PROBLEM DESCRIPTION: Spot each line in the data below containing "corner" and copy it.

EXCERPTED DATA:
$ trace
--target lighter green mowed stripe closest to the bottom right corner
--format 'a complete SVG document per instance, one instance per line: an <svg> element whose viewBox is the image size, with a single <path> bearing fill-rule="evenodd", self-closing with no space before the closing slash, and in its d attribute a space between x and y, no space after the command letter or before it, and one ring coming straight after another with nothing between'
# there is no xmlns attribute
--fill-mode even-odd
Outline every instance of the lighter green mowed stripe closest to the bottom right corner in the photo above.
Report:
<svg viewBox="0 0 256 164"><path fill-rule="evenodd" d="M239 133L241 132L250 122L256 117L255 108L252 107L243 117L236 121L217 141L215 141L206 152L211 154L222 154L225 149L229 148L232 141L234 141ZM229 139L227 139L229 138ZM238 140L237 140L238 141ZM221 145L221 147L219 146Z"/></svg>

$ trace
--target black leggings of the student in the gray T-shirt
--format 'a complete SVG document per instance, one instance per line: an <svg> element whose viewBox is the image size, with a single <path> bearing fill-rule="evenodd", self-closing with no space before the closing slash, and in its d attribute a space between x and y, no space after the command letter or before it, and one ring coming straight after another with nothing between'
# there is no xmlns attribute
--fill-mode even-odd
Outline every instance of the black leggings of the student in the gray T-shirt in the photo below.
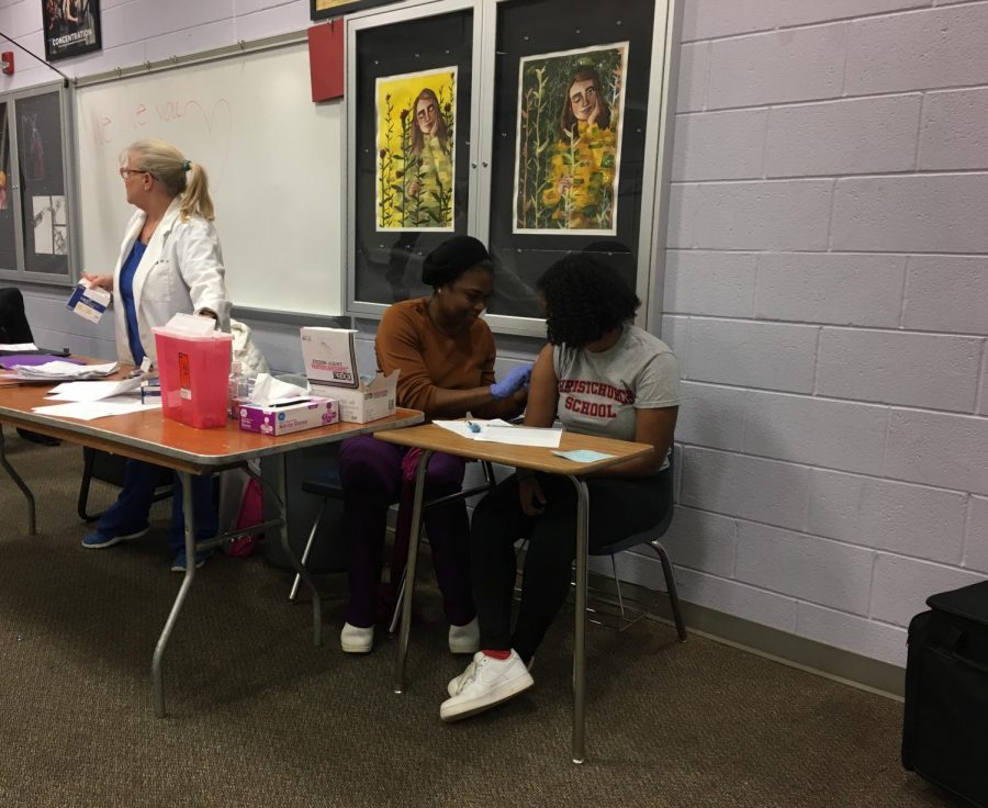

WRITTEN SOLUTION:
--target lighter green mowed stripe closest to the bottom right corner
Outline every instance of the lighter green mowed stripe closest to the bottom right corner in the photo above.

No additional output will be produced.